Amazon engineers blast $200 billion AI buildout after 30,000 layoffs
The pushback shows how AI infrastructure is turning into a governance, labor, and permitting fight, not just a capex story.

Amazon engineers publicly criticized the company’s $200 billion AI and data center spending plan after Amazon cut 30,000 corporate workers in the last eight months. For executives and boards, the message is clear: the AI buildout is now facing employee, regulatory, and public scrutiny that can slow permits, sharpen labor backlash, and reshape local politics.
Amazon’s own engineers just turned the company’s AI spending story into a public referendum. At a Seattle Land Use and Sustainability Committee hearing on Wednesday, software engineer Patrick Schloesser said Amazon is spending $200 billion on capital this year, with most of it going to data centers and AI, while “the leaders at my company have laid off 30,000 corporate employees in the last eight months.” His conclusion was blunt: “What that tells me is that Big Tech is desperate to build as much compute capacity as it can, as fast as it can.”
That is the core tension here, and it is bigger than one company. Amazon is not just spending heavily on infrastructure, it is doing so while trimming headcount and facing a growing public backlash over where, how, and whether those facilities should be built. Schloesser was one of three Amazon employees who spoke in favor of tighter regulation of local data center development. The hearing helped push Seattle City Council to approve a yearlong moratorium on local data center construction after public outcry over proposals for five large-scale complexes around the city. In other words, this is no longer an abstract debate about cloud computing. It is now a zoning fight, a labor story, and a political problem for Big Tech all at once.
Amazon says it has no plans to build data centers within Seattle city limits and says it remains committed to investing in local economic development and improving water and energy efficiency in its projects. Company spokesperson Margaret Callahan said, “We respect our colleagues' right to voice their opinions,” adding that Amazon “engage[s] regularly with community stakeholders to understand local priorities and address concerns transparently, supporting both technological innovation and the specific needs of each region where we operate.” The company’s statement matters because this kind of pushback does not stay inside the building. Once employees, residents, and city officials are on the same stage, capital plans become reputation plans, and reputation plans become regulatory plans.
++++++++++++++++++++
Prompt a: For each statement, say whether it agrees with the article on Amazon's AI spending, and back each yes or no with the deciding words of the article, quoted exactly. (i) Schloesser was one of three Amazon employees who spoke for tighter regulation of local data center development. (ii) The Seattle City Council approved a two-year moratorium on local data center construction. (iii) Amazon plans to build data centers within Seattle city limits.
The rows after this point are unrelated to the article on Amazon's AI spending.
++++++++++++++++++++
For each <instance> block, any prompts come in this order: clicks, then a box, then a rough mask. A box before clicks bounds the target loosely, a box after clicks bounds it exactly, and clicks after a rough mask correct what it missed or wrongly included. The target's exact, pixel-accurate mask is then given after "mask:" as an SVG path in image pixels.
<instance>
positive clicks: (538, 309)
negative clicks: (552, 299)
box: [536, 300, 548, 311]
++++++++++++++++++++
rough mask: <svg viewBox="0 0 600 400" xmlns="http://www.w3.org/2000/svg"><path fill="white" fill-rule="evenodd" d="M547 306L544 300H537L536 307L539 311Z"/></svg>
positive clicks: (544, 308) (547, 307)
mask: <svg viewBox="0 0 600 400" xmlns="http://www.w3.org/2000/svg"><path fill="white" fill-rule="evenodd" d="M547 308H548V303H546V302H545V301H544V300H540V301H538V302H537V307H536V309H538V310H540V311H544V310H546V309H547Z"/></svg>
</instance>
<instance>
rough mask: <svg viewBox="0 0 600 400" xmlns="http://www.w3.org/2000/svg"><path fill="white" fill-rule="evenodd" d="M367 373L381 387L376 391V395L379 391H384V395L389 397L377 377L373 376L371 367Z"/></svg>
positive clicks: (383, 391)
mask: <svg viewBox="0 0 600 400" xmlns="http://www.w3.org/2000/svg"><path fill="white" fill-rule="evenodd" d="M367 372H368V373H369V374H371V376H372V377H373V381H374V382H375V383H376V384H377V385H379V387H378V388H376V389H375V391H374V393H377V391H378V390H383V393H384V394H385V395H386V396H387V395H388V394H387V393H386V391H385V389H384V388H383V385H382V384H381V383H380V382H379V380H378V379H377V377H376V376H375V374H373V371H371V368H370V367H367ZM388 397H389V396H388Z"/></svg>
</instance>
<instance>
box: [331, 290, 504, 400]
++++++++++++++++++++
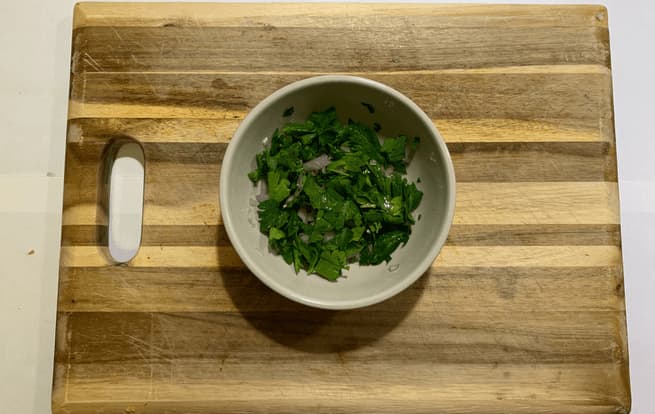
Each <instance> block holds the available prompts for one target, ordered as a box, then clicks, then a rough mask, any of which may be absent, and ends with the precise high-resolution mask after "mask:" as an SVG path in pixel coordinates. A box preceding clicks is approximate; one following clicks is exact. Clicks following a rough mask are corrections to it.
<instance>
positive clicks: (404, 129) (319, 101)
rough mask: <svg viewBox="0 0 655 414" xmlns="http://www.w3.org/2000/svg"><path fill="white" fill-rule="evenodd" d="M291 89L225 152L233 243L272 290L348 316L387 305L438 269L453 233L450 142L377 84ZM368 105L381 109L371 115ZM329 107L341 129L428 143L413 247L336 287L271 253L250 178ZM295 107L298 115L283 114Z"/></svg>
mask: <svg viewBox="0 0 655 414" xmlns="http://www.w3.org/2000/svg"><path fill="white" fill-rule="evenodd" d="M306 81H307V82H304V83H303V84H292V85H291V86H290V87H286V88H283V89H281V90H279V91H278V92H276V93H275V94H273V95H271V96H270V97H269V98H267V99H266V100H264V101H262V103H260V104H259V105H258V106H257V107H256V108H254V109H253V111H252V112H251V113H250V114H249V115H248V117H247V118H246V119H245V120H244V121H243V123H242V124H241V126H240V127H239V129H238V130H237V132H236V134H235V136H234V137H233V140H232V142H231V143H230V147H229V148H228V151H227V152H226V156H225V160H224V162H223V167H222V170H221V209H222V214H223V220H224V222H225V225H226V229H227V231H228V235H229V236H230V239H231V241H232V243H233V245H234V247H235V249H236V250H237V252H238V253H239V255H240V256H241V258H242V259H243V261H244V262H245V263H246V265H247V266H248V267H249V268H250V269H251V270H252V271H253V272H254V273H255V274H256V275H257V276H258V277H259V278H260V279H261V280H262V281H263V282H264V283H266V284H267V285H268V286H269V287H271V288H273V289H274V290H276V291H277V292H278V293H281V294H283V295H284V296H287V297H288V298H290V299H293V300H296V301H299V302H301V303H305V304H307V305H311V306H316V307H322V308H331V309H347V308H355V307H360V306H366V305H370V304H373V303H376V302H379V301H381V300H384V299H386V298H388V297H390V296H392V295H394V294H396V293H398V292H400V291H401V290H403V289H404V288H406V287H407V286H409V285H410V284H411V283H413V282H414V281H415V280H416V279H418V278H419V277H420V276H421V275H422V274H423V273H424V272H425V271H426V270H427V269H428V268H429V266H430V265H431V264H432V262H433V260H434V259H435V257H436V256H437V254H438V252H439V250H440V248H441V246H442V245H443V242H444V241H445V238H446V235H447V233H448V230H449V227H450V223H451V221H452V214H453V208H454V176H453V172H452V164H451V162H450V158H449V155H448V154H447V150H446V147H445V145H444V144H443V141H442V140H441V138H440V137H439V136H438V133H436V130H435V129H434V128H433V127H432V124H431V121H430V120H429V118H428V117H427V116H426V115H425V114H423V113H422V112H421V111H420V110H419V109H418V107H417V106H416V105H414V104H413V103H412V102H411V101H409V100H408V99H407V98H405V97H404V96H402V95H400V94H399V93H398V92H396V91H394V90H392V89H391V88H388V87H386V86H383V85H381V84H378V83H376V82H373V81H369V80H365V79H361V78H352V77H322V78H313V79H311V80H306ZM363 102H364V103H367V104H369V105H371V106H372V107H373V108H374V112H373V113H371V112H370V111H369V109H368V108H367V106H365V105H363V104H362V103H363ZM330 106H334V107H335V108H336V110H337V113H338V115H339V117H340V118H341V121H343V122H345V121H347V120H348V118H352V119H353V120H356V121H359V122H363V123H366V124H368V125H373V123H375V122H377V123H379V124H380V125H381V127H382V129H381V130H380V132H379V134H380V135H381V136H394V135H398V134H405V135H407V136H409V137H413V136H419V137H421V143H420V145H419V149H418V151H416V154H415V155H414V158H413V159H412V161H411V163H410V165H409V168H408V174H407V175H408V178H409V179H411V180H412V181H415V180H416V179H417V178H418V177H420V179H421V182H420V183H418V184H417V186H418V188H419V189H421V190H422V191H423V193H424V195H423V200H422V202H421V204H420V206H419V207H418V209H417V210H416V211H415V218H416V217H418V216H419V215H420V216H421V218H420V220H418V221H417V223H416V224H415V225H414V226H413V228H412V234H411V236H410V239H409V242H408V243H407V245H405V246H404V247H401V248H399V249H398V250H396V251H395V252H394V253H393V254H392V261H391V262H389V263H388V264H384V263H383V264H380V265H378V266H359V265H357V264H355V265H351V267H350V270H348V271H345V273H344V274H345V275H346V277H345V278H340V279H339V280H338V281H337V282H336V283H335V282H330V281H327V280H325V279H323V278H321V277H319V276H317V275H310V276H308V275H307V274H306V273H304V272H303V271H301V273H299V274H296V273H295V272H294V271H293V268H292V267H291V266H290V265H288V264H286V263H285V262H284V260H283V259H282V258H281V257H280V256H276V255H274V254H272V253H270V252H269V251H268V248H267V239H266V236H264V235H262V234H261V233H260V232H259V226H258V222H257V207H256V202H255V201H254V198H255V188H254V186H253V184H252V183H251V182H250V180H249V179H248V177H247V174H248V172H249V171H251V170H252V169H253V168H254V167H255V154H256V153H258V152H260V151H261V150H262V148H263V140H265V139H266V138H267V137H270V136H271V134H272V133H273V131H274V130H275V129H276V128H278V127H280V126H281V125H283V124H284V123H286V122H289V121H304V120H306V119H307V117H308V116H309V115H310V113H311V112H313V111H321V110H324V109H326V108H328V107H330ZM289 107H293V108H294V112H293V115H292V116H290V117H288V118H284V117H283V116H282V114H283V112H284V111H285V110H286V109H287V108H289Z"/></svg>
++++++++++++++++++++
Prompt b: Locate every line in the rows that contains the string "positive", and copy each of those lines.

Task response a:
(i) Yes: "Schloesser was one of three Amazon employees who spoke in favor of tighter regulation of local data center development."
(ii) No: "approve a yearlong moratorium on local data center construction"
(iii) No: "Amazon says it has no plans to build data centers within Seattle city limits"

Task response b:
positive clicks: (538, 309)
positive clicks: (544, 308) (547, 307)
positive clicks: (383, 391)
positive clicks: (404, 129) (319, 101)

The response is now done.